[PROVIDED RECORDS — start]
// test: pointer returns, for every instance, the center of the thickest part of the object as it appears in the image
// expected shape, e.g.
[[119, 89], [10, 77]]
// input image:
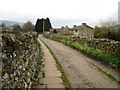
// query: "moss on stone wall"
[[21, 60]]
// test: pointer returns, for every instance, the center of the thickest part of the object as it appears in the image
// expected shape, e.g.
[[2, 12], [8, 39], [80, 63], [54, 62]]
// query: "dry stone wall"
[[21, 60]]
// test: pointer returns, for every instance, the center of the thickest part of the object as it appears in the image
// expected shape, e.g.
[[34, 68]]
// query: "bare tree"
[[28, 26]]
[PROVIDED RECORDS — finish]
* WHAT YOU WILL DO
Give back the lines above exactly, from the one with "[[2, 12], [8, 39], [80, 63], [54, 62]]" through the last line.

* EXERCISE SOLUTION
[[2, 12], [8, 39], [80, 63], [54, 62]]
// query: "dry stone wall"
[[21, 60]]
// test: pointer returns, for every instance, the center of the thickest part of the object as it appears in the image
// expected shape, e.g.
[[34, 68]]
// query: "bare tree"
[[28, 26]]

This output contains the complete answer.